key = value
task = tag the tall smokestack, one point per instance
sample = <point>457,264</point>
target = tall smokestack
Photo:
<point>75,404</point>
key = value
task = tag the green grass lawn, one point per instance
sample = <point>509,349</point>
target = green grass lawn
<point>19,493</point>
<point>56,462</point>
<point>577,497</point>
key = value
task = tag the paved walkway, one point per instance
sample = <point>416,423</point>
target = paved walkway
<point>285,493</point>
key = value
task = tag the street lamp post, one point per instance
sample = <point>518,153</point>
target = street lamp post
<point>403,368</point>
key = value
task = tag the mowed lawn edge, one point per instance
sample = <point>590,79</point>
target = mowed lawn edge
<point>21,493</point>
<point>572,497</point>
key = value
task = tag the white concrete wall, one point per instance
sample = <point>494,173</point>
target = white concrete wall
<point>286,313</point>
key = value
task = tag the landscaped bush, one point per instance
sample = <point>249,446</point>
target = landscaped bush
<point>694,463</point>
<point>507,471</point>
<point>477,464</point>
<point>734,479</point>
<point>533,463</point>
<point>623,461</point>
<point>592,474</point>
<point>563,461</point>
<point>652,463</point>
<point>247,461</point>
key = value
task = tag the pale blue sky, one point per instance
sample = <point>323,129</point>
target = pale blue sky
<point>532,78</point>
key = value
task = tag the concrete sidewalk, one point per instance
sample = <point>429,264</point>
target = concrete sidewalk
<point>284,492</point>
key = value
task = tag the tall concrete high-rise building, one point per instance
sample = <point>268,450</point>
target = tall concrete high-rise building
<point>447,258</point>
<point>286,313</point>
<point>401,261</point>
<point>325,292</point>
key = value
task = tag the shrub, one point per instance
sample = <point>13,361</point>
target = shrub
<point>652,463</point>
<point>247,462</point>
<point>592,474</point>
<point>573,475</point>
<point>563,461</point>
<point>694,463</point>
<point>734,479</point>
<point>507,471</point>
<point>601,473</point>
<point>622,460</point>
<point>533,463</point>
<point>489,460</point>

→ **How to complete this task**: Return nothing but the lines from the top of the records above through the line that has "sample = <point>590,79</point>". Keep each one exact.

→ **Result for this task**:
key = value
task = tag the tall smokestack, one point per instance
sample = <point>457,264</point>
target = tall smokestack
Photo:
<point>75,404</point>
key = value
task = tag the green grass lawn, one point per instance
sample = <point>509,349</point>
target = green grass lawn
<point>19,493</point>
<point>56,462</point>
<point>577,497</point>
key = value
task = tag the paved walkway, one point per instance
sample = <point>416,423</point>
target = paved walkway
<point>285,493</point>
key = value
task = tag the street lamp post, one point per instance
sample = <point>518,153</point>
target = street lamp post
<point>403,368</point>
key = value
task = tag the mowed lawn edge, one point per instance
sample = <point>590,79</point>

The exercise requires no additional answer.